*Problem to work on*
Give the data again in full, without pictures.
***
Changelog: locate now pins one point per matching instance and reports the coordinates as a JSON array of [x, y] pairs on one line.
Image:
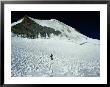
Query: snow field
[[31, 57]]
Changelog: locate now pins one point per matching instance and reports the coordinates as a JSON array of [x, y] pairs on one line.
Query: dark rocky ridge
[[30, 29]]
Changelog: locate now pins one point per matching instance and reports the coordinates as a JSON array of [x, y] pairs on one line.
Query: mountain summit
[[30, 29]]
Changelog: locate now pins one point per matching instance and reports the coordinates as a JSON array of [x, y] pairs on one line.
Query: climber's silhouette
[[51, 56]]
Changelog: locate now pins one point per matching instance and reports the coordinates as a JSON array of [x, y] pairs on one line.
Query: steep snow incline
[[31, 57], [66, 30]]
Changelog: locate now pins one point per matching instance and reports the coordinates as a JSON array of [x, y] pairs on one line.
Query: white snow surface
[[74, 54], [66, 31], [31, 58]]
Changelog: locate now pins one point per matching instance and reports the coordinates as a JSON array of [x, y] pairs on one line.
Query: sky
[[86, 22]]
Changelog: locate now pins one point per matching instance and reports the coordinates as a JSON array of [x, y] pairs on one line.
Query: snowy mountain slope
[[73, 53], [31, 57], [19, 21]]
***
*Response box*
Changelog: locate now pins one point per matching instance and reports the coordinates as a JSON array of [x, y] pairs on one line.
Image:
Query: snow field
[[31, 57]]
Changelog: locate now pins one point per matching instance and reports the coordinates as a JSON array of [x, y] pairs on one line.
Query: dark rocky ridge
[[30, 29]]
Changelog: locate now pins one point per matching instance and reports the coordinates as a JSON array of [x, y] pairs on one line.
Query: mountain summit
[[30, 29]]
Changelog: locate now pins one point per matching instance and reports the coordinates as a JSON array of [x, y] pairs on one line.
Query: climber's silhouette
[[51, 56]]
Changelog: locate now pins one point per matching instance and reports the coordinates as a JSON array of [x, y] pairs on one line.
Query: steep snow incline
[[31, 57], [66, 30]]
Changelog: locate now pins one point per matching instance and reports the coordinates as a JSON array of [x, y] pairs on one line.
Query: white snow surface
[[74, 54], [66, 31], [31, 58]]
Changelog: locate now pins one point per matching instance and reports the coordinates as a JSON array of [x, y] pairs on one line.
Query: sky
[[86, 22]]
Changelog: locate now pins one point per matching instance and reports the coordinates as a JSON array of [x, y] pairs on one line.
Query: snowy mountain slope
[[73, 53], [31, 57], [19, 21]]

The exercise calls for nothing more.